> _AIM_
Copy out the stretch of the records below, from the line containing "shape point(392, 241)" through the line containing "point(472, 130)", including both end lines and keeping every character unchanged.

■ ■ ■

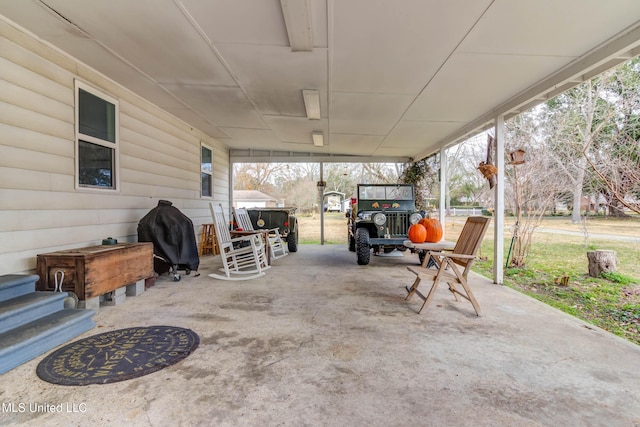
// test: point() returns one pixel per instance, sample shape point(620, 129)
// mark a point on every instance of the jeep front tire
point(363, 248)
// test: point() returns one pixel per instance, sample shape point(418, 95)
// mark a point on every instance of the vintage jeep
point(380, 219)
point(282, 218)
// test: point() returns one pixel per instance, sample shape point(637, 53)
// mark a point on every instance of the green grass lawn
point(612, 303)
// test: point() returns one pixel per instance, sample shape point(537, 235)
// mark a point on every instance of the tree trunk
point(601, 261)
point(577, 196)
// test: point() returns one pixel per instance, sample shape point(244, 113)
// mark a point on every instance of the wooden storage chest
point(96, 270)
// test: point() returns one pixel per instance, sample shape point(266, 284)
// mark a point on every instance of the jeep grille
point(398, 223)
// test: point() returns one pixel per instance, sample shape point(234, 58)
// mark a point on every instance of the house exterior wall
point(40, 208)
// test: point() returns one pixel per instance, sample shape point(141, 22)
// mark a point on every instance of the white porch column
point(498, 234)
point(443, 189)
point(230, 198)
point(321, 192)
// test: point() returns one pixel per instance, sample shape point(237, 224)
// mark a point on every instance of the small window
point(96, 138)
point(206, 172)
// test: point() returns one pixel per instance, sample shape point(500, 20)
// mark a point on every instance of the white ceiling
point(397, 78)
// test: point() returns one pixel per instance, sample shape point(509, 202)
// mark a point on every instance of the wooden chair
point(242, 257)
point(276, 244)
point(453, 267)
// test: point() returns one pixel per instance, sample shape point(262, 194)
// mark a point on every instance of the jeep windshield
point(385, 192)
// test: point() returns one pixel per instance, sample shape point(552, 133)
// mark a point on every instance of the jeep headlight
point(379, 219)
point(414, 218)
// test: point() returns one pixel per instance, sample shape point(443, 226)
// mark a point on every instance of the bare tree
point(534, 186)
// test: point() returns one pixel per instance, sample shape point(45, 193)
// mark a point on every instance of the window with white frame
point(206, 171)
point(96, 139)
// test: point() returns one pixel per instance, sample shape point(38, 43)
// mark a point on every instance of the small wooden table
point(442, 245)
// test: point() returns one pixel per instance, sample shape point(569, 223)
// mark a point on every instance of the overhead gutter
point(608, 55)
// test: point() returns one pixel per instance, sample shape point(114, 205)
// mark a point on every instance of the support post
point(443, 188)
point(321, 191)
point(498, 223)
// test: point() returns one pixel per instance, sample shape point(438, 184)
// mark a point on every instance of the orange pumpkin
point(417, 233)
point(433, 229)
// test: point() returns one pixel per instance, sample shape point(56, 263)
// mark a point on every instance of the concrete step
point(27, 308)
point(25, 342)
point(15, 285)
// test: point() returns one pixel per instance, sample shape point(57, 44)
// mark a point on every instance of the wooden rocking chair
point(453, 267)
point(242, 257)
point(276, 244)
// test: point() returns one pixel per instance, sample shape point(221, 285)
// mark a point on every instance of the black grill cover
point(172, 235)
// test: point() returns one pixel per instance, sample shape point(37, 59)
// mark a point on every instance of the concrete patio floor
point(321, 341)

■ ■ ■

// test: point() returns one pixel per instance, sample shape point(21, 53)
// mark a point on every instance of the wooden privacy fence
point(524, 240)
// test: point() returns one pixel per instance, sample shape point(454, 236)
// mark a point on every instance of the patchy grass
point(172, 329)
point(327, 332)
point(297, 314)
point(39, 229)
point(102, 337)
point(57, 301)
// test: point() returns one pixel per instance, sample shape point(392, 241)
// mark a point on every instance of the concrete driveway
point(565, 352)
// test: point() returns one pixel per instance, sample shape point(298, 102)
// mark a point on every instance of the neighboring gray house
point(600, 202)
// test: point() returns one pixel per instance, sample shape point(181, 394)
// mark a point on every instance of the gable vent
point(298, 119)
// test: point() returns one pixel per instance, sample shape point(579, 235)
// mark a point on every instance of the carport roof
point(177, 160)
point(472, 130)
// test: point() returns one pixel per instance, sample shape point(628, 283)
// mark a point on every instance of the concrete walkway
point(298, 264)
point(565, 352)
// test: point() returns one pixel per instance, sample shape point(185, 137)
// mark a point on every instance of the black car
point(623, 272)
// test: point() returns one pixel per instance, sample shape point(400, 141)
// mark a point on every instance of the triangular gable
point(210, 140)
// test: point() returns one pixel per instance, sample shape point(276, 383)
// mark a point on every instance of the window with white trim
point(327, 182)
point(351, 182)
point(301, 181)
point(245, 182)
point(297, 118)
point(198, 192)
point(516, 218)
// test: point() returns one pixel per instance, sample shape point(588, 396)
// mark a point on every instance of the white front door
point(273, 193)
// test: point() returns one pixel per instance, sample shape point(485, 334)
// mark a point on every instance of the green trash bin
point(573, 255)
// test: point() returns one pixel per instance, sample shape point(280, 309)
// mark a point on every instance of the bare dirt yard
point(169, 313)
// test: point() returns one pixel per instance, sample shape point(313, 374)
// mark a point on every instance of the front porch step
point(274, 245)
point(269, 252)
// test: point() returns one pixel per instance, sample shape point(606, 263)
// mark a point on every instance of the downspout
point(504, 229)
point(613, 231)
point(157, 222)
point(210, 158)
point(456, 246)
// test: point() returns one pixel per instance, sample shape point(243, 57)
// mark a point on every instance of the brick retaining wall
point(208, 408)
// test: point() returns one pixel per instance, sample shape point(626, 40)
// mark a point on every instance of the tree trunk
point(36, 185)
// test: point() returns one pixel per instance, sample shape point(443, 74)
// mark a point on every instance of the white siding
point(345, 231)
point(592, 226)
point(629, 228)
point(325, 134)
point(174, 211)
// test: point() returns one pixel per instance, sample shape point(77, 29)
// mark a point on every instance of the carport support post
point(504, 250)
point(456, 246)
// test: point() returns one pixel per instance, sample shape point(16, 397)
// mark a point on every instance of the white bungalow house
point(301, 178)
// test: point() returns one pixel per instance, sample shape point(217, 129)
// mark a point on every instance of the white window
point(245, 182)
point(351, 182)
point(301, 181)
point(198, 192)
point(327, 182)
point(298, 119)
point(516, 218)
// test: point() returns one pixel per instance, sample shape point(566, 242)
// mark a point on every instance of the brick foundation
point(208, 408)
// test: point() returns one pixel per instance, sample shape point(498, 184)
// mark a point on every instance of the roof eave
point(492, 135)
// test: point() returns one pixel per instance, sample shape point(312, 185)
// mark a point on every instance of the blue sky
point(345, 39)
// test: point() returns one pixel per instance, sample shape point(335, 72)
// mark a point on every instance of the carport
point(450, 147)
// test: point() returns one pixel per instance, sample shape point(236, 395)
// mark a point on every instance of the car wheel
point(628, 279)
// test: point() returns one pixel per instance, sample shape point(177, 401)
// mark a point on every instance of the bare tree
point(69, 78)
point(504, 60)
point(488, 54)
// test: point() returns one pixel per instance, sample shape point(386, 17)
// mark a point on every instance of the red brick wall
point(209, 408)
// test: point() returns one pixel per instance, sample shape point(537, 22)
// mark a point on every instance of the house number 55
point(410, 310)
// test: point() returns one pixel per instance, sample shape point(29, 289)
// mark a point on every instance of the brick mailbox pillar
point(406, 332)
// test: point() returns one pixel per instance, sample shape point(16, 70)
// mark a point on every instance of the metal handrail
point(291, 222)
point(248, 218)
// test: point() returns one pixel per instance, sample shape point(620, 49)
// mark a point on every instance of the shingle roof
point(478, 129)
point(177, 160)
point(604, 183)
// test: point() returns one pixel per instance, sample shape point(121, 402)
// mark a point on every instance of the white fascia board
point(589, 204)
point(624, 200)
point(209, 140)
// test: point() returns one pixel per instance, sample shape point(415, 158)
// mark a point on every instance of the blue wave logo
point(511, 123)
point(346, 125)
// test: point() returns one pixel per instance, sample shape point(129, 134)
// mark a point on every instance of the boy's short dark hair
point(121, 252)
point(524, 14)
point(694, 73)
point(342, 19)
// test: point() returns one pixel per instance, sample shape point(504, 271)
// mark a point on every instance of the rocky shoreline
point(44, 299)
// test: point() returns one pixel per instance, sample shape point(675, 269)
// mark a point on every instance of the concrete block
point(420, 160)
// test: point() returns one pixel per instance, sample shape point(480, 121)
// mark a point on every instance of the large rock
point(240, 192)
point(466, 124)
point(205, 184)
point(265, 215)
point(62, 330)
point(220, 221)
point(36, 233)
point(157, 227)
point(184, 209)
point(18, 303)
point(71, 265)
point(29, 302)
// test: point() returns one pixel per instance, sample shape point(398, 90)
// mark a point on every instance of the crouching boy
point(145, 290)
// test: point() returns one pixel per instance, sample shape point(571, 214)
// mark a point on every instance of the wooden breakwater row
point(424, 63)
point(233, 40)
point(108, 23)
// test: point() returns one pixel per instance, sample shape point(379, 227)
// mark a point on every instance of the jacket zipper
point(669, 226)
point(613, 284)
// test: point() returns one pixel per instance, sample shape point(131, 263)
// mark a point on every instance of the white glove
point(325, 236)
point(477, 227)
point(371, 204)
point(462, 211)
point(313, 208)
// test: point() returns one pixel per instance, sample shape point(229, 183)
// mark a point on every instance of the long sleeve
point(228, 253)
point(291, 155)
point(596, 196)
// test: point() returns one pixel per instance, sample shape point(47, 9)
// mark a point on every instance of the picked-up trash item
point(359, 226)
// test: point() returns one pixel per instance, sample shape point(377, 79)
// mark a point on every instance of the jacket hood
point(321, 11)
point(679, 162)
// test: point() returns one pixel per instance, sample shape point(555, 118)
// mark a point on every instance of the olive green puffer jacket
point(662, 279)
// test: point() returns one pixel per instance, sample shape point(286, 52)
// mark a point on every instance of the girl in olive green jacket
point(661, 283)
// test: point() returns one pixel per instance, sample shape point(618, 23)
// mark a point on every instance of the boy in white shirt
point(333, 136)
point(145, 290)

■ ■ ■

> _SOLVED PROBLEM_
// test: point() returns one pixel per instance, sample shape point(392, 241)
// mark a point on every instance of the concrete driveway
point(565, 352)
// test: point() returns one pixel per instance, sample shape point(298, 102)
// mark a point on every instance of the neighboring gray house
point(600, 202)
// test: point() returns one pixel per instance, sample shape point(181, 394)
// mark a point on every instance of the gable vent
point(298, 119)
// test: point() returns one pixel per instance, sample shape point(579, 235)
// mark a point on every instance of the carport roof
point(177, 160)
point(472, 130)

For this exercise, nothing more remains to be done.